▶ Source material:
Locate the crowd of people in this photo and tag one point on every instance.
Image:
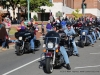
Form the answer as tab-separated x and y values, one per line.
5	26
70	26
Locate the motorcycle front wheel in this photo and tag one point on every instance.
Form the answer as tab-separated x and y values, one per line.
49	65
19	52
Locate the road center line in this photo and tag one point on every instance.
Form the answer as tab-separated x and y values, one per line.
87	67
21	66
95	53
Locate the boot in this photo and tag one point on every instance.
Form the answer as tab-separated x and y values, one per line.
68	67
4	49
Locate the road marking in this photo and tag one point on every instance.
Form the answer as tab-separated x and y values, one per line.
22	66
87	67
95	53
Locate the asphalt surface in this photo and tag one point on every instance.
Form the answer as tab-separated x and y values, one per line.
28	64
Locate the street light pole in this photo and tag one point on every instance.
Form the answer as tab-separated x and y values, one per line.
28	5
18	5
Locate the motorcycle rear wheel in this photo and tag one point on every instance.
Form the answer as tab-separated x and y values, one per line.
49	65
19	51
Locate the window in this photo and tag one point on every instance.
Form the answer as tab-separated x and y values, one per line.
50	1
63	2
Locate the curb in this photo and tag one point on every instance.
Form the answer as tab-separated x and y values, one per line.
13	44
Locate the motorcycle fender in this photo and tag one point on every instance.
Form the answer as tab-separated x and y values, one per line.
49	54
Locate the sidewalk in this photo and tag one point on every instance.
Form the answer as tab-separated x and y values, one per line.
12	37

▶ Your goal: Lines above with the string "motorcycle" need to be found and copied.

▶ Answer section:
Locate the motorcycle front wheel in this photo and tag one point on every instance.
Locate the motorcycle rear wheel in this photo and tag one point on every instance.
Locate the motorcycle fender in this photo and tag one point on every instance.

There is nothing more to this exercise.